Required task –
Output all the entries word for word. Omit the pictures.

Dataset rows on where objects appear

....................

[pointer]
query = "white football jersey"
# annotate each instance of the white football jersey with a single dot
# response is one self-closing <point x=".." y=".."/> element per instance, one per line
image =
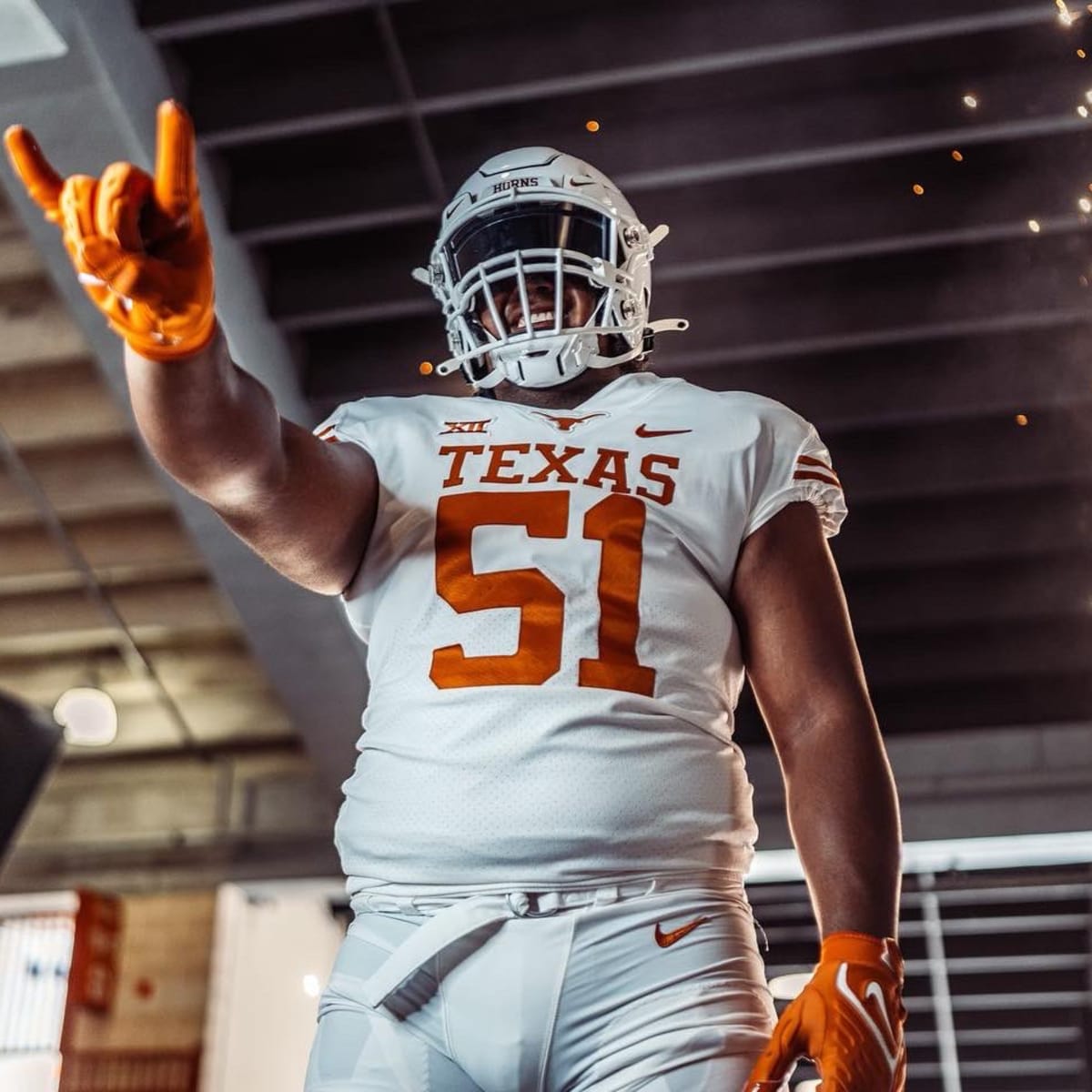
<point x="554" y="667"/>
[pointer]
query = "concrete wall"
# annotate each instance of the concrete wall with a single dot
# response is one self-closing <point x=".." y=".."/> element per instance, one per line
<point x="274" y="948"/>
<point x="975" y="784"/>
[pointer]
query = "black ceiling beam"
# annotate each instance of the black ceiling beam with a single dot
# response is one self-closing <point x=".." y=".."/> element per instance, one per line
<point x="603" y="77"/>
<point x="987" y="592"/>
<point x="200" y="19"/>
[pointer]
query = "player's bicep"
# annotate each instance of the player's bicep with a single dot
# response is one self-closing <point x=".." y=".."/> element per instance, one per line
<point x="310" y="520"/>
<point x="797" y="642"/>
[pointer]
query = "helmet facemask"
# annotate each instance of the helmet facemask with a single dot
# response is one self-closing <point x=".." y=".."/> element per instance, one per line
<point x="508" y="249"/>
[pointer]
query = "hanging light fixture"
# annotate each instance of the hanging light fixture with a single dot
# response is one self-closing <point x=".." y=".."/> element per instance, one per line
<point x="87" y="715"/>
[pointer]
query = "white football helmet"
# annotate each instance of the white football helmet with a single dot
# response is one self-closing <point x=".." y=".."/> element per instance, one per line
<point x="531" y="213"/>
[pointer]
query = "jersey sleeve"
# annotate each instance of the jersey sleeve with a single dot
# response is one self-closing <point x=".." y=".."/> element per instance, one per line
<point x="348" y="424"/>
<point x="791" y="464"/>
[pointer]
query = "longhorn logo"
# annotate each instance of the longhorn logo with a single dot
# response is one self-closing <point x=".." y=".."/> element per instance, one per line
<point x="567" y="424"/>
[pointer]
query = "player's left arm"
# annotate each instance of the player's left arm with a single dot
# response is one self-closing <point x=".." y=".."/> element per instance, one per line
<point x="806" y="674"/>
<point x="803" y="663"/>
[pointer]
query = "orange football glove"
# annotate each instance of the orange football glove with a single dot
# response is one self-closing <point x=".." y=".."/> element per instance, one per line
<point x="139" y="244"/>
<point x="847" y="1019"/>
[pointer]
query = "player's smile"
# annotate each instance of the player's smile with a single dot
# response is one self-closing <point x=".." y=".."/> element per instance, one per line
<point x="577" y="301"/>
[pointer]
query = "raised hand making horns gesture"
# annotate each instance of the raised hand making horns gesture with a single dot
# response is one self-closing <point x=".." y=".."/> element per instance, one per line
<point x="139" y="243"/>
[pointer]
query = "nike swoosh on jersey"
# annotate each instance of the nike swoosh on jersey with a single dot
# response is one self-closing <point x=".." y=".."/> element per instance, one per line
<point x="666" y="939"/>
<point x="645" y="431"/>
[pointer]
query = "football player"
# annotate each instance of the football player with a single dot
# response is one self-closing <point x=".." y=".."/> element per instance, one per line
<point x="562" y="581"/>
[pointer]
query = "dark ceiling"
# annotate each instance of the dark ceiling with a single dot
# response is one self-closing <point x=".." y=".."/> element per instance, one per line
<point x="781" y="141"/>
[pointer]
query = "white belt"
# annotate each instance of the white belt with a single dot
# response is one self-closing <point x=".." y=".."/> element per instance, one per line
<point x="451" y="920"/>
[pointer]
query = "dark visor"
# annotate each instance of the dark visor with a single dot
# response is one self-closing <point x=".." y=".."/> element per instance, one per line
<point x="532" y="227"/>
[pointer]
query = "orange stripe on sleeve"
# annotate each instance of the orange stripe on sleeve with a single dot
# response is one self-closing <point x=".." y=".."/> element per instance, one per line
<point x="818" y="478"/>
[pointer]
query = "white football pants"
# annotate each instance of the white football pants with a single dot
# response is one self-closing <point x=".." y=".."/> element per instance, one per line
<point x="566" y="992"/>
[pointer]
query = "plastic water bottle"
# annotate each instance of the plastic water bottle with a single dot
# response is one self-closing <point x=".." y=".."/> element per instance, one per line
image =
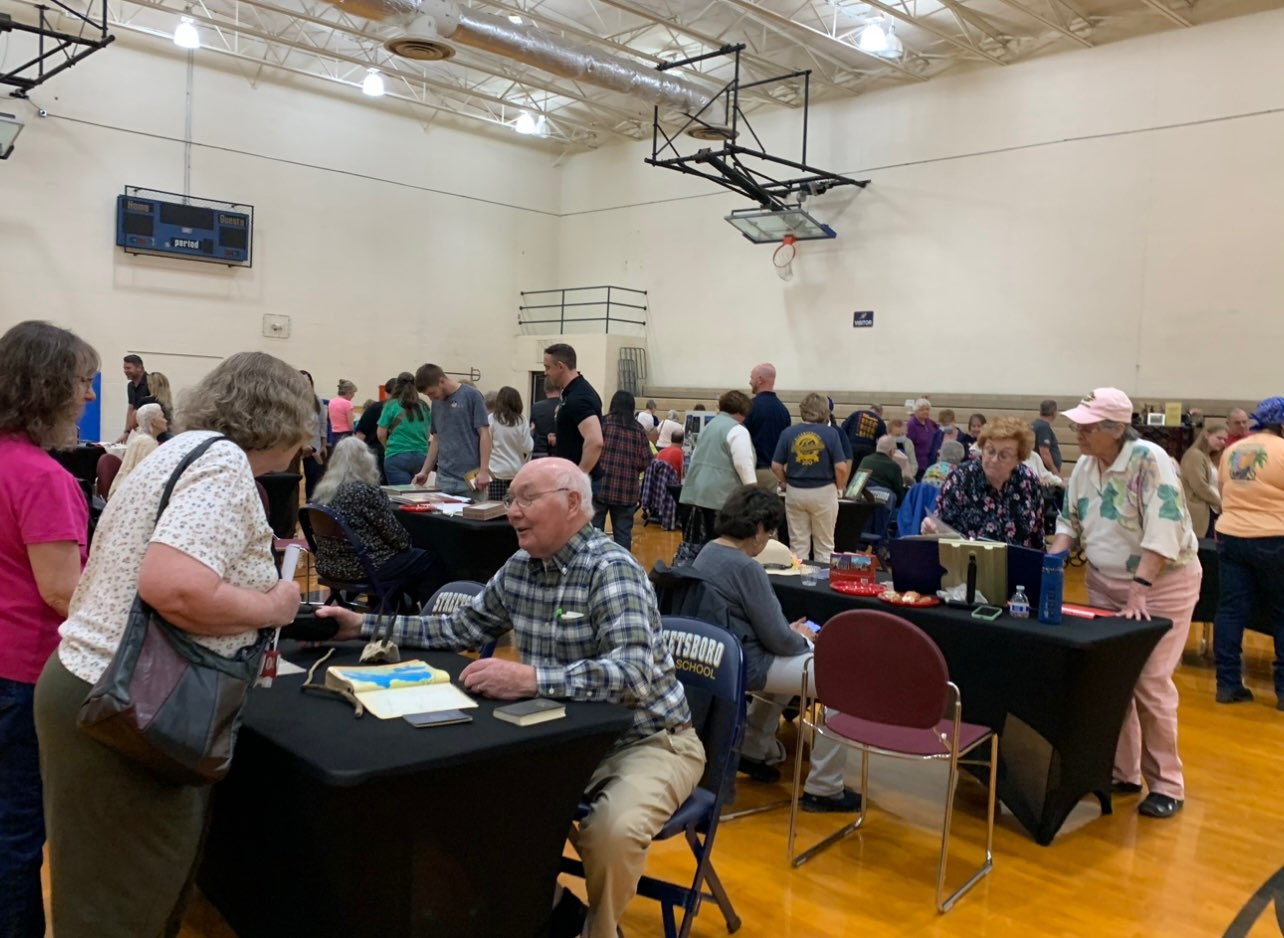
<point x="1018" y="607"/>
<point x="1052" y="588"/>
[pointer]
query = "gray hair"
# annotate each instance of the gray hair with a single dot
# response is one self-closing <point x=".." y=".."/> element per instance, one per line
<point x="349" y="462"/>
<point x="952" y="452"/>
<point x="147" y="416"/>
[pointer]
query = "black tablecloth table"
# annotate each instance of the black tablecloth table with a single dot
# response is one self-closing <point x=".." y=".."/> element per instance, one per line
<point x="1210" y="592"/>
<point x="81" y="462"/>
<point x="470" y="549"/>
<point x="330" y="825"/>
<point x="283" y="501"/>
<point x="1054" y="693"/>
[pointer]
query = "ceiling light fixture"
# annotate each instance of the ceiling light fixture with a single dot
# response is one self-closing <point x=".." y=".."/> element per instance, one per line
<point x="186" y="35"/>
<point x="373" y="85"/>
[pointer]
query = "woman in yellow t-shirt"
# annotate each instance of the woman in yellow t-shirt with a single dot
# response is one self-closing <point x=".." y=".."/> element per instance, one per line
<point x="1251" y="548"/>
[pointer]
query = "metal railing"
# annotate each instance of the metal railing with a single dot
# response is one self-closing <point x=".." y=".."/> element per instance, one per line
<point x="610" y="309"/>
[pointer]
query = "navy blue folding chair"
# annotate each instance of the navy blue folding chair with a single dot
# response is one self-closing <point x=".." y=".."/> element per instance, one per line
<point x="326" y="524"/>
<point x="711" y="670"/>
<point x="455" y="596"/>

....................

Solution for this problem –
[pointer]
query = "white football jersey"
# annotate each instance of the white football jersey with a single dot
# response is one self-closing <point x=".." y=".."/> element per instance, one per line
image =
<point x="554" y="667"/>
[pointer]
query = "concrete wall"
# annotate each instance of the concrete wall with a single dot
# response is one self-closing <point x=".." y=".."/> element per instance, one per line
<point x="274" y="948"/>
<point x="975" y="784"/>
[pointer]
query = "black ceiling beam"
# annotate each instance of the black ceiling beam with a single dot
# response is one self-closing <point x=".." y=".."/> element per instance, one per line
<point x="603" y="77"/>
<point x="987" y="592"/>
<point x="200" y="19"/>
[pointer]
query = "player's bicep"
# annotate each instance of the player's bicep with a single dot
# response is one self-closing <point x=".." y=".."/> element per instance, one per line
<point x="310" y="520"/>
<point x="797" y="642"/>
[pointer]
query = "helmet facemask"
# annotate each instance of the helmet facemask with a single dot
# response is one self-closing <point x=".." y=".."/> element per instance, one per line
<point x="508" y="249"/>
[pointer]
query = "hanging light fixture"
# annotate each instance of the hanging light fixture with a single dot
# response is one self-closing <point x=".." y=".."/> element per instance, one per line
<point x="87" y="715"/>
[pointer]
query = "white football helmet"
# annotate each instance of the white football helmet with a single dot
# response is one self-closing <point x=".." y=".."/> element per instance, one per line
<point x="531" y="213"/>
[pointer]
query = "jersey sleeve"
# annotate each instance of the jersey sleeve with a single dot
# response is one self-closing <point x=".." y=".."/> element per instance, one per line
<point x="348" y="424"/>
<point x="791" y="464"/>
[pointer]
query = "longhorn logo"
# annotate each instance of the longhorn logo with a single dot
# response is one self-closing <point x=".." y=".."/> element per instance, one per line
<point x="567" y="424"/>
[pointer]
query = "player's left arm"
# annotate each instance of the player's left arm with a single dot
# response is one self-closing <point x=".." y=".."/> element per instance, one per line
<point x="806" y="674"/>
<point x="803" y="663"/>
[pointer]
query = "orange football glove"
# annotate each instance of the orange football glove with a single dot
# response is one self-closing <point x=".." y=".."/> element per instance, one per line
<point x="139" y="244"/>
<point x="847" y="1019"/>
[pointer]
query = "player's smile"
# annotate each instance of the player's smile with a single dot
# response is one self-closing <point x=".." y=".."/> element per instance, one per line
<point x="577" y="301"/>
[pointer]
query = "raised hand making horns gesture"
# annotate each instance of the raised hand making horns gesture with a single dot
# response is one self-closing <point x=".." y=".."/> element per instance, one per line
<point x="139" y="243"/>
[pointer]
query = "nike swoosh on jersey"
# annotate each instance of the nike swoosh on jersey with a single dot
# response is one self-closing <point x=".." y=".."/> element per instance, one per line
<point x="666" y="939"/>
<point x="645" y="431"/>
[pointer]
query = "football player"
# annotate each instance of the football player with a single dot
# response is one self-closing <point x=".." y=".."/> element per instance, one per line
<point x="562" y="581"/>
[pointer]
query = "dark ceiling"
# annotate each instance of the dark ceiling with a single dot
# response is one self-closing <point x=".." y=".."/> element per instance, one per line
<point x="781" y="141"/>
[pointer]
query = "white belt"
# annotate each instance of the white belt with a single dot
# response is one self-closing <point x=".." y=".."/> element per instance, one per line
<point x="451" y="920"/>
[pointer]
query = "dark visor"
# annotate each instance of the dark visor with a single dot
# response is one self-closing <point x=".." y=".."/> element per instance, one per line
<point x="532" y="227"/>
[pointer]
query = "orange stripe on sleeve"
# annotate each instance of the orange stripe on sleeve with a single dot
# response is one self-closing <point x=".." y=".."/> element per instance, one per line
<point x="818" y="478"/>
[pointer]
query = "white football pants"
# annotate each instance of the white football pants with a single dot
# response is one self-closing <point x=".." y=".."/> element per instance, one per line
<point x="566" y="992"/>
[pointer]
query = "plastic water bottle"
# annotate each instance of the plastic water bottle with a single dot
# response is one self-closing <point x=".." y=".."/> element per instance, one per line
image =
<point x="1018" y="607"/>
<point x="1052" y="588"/>
[pointer]
query = "gray hair"
# annotate each instance of the gray hair with a single dot
# response is one self-closing <point x=".." y=".."/> element per instance, one per line
<point x="349" y="462"/>
<point x="952" y="452"/>
<point x="147" y="416"/>
[pointer]
query = "black tablecloth table"
# annotate each instance of the black tablecloth table with a single dot
# response is one self-closing <point x=".." y=".."/> element per instance, one per line
<point x="1210" y="592"/>
<point x="81" y="462"/>
<point x="470" y="549"/>
<point x="330" y="825"/>
<point x="283" y="501"/>
<point x="1054" y="693"/>
[pointer]
query = "ceiling light fixture"
# annotate each instance of the ceiling light fixture with a single dot
# response is one self-closing <point x=".." y=".."/> element per instance, one per line
<point x="186" y="35"/>
<point x="373" y="85"/>
[pointer]
query = "woman in yellow t-shirt"
# annotate each instance of the woman in yellow t-shirt with a single dot
# response is one self-closing <point x=".." y=".."/> element per instance, one per line
<point x="1251" y="548"/>
[pointer]
query = "metal railing"
# annotate each instance of the metal railing with a single dot
# response is one self-closing <point x=".." y=".."/> element per instance, one per line
<point x="610" y="309"/>
[pointer]
query = "navy blue folding chair"
# annotate each instance of the navy blue folding chair with a single dot
# response is one self-closing <point x=".." y=".."/> element per instance, one per line
<point x="326" y="524"/>
<point x="711" y="670"/>
<point x="455" y="596"/>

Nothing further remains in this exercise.